• Our leisure hours are ordinarily the sweetest and pleasantest for ourselves; we can never employ them better than in refreshing our spiritual strength, by a secret and intimate communion with God. Prayer is so necessary, and the source of so many blessings, that he who has discovered the treasure cannot be prevented from having recourse to it, whenever he has an opportunity.

    —Francois Fenelon, Spiritual Progress

  • When our prayers seem to be answered, when tragedy is avoided, when God seems so close to us because everything is going pretty much as we think it should, these are the times when a certain joy and confidence descends into our hearts and we feel that we could follow Christ anywhere. It is at times like this when we wonder how anyone could not follow Christ. In those moments of joy and confidence we feel encouraged and consoled, we feel as if nothing could ever shake us from our confidence in Christ.

    Patience: What Growth In Christ Looks Like
    ARCHPRIEST MICHAEL GILLIS

  • “Virtues are formed by prayer. Prayer preserves temperance. Prayer suppresses anger. Prayer prevents emotions of pride and envy. Prayer draws into the soul the Holy Spirit, and raises man to Heaven.” 

    —St. Ephraim the Syrian

  • “I have often prayed and asked God for what seemed good in my own estimation. Like a fool, I kept on at God to grant me this; I would not leave it to him to arrange as he knows best for me. Then, having obtained the thing I had prayed for so stubbornly, I have often been sorry that I did not leave it to the will of God,for the reality often turned out very different from the way I had imagined.

    Evagrios of Pontus

  • “If you do not want to be distracted during prayer, do not expose yourself to distracting matters when not praying.”

    —St. Isaiah of Shiheet

  • “You can’t rescue a brother who needs to save himself.”

    —Julia Cameron, The Artist’s Way

  • “We want God in addition to so many other things we have, we want His help, but simultaneously we are trying to get help wherever we can, and we keep God in store for our last push.”

Stored data:
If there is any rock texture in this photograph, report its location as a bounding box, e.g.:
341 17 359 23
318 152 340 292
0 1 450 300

Exercises:
1. In the quotations on prayer, what does St. Ephraim the Syrian say prayer draws into the soul?
2. Resume the quotations on prayer after their last sentence.

Activity answers:
1. The Holy Spirit.

2.
    —Met. Anthony Bloom, Beginning to Pray

  • Prayer is not a mindless recitation of printed symbols, but a devotion of mind and heart.  When we read or hear about the prayer of the mind that enters the heart, we are faced with the rejection of a purely mechanical recitation of words. We would find it unacceptable to offer a mindless recitation of words to our friends and loved ones; how dare we offer it to God day after day?!

    If prayer is the breath of life, then it is impossible to live just by breathing for a few minutes twice a day.  Apostle Paul instructs us to “pray without ceasing” (1 Thess. 5:17).  Many have said that this is impossible: how can one do anything without ceasing?  But do we not breathe without ceasing?  The saints who devoted their lives to God found that not only it is possible to pray without ceasing, but that it is unceasing prayer that makes life in God possible.  The more we allow our soul to breathe prayer, the more alive in God it becomes.

    —Fr. Sergei Sveshnikov, On the Importance of Prayer

  • Likewise, in fasting, do not say: “my health cannot tolerate [it].” Do not say: “I need proteins and primary amino acids.” But say: “God first.”

    The Lord’s Place in Your Life — H.E. Metropolitan Arsenius of Minya

  • You also write that you have long ago given up eating meat. Since, in your case, this is one more occasion for pride, it is not good. Read, in the life of John Climacus, how he always ate, if only a little, of all food permitted by the monastic rule, filing down thereby the horn of self-importance. I advise you to eat meat whenever your family and all God-fearing men do; that is on any day except Wednesdays and Fridays and the days and weeks specially appointed by the Church for fasting. Eat with moderation, of course, gratefully praising our Lord for earth’s bounty.